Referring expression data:
· · · ·

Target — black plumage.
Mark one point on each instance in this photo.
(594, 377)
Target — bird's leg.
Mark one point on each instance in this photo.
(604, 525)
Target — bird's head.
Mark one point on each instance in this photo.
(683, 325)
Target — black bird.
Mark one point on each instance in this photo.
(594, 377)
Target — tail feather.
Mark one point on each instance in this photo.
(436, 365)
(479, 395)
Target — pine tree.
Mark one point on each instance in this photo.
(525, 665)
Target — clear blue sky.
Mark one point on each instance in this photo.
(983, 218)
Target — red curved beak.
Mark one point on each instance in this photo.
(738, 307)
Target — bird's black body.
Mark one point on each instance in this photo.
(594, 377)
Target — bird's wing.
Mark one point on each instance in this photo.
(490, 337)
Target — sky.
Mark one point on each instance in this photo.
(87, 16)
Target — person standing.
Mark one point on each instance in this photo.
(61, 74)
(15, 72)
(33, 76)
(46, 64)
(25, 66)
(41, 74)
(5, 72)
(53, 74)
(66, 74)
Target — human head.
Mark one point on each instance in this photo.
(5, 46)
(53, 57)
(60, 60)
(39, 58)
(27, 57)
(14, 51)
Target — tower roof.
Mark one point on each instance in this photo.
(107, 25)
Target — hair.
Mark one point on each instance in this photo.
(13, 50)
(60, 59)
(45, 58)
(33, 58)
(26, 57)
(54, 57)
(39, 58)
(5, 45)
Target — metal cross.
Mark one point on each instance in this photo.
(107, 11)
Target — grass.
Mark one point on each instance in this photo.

· · · ·

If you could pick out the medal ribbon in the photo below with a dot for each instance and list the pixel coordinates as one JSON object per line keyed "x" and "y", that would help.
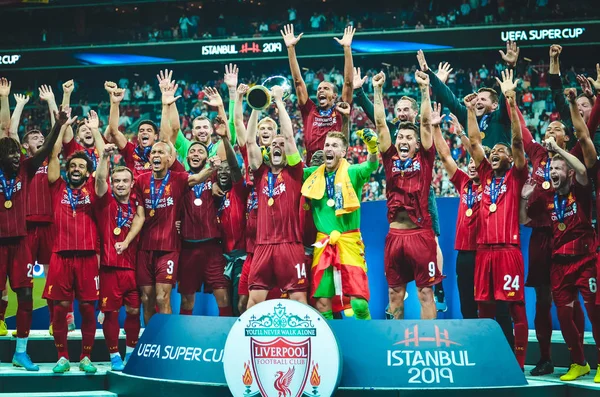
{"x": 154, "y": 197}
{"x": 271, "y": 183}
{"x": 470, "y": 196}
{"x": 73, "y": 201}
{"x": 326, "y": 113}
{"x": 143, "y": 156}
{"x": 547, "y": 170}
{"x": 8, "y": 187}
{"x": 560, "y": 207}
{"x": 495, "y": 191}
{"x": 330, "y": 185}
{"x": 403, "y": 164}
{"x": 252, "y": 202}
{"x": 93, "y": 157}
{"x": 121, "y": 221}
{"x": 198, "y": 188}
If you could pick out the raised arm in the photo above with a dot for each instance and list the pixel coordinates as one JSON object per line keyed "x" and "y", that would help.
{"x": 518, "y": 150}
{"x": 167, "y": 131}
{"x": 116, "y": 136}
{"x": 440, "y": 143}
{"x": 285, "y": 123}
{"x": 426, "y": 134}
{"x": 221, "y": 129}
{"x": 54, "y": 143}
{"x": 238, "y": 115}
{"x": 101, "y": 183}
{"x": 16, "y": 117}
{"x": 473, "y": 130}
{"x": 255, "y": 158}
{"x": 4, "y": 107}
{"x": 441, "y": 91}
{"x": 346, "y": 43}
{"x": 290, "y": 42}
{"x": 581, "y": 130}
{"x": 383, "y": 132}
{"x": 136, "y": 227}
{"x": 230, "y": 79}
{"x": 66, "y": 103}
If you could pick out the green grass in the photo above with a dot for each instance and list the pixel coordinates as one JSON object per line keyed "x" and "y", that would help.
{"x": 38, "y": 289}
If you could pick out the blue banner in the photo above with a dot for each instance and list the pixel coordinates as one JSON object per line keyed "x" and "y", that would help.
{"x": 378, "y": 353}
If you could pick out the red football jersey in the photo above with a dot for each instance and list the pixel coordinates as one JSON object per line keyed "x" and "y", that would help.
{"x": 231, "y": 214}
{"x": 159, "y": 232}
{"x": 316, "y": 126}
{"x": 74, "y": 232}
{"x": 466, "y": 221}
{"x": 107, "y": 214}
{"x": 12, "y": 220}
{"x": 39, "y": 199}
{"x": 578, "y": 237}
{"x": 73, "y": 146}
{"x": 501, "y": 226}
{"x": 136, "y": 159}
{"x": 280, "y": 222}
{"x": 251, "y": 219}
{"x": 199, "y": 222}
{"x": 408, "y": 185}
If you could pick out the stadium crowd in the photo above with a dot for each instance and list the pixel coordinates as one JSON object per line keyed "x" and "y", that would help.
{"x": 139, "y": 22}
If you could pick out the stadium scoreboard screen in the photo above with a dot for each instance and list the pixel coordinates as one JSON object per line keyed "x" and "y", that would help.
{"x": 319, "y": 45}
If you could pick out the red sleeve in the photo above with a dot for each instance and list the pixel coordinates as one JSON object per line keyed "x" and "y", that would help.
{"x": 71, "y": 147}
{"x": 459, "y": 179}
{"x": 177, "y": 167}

· · · ·

## Aim of the task
Of the lines above, output exactly those from the line bearing "Target — sky." through the line bearing "Target — tower roof.", inclusive.

## Answer section
Target — sky.
Mark one point on each instance in this photo.
(87, 16)
Target — person standing.
Mark one point on each instance in this photo.
(61, 74)
(15, 72)
(33, 76)
(46, 64)
(25, 66)
(41, 74)
(5, 72)
(53, 74)
(66, 74)
Target — human head.
Mark one point on each instance in this photo.
(5, 46)
(53, 57)
(60, 60)
(39, 58)
(27, 57)
(14, 51)
Target — tower roof.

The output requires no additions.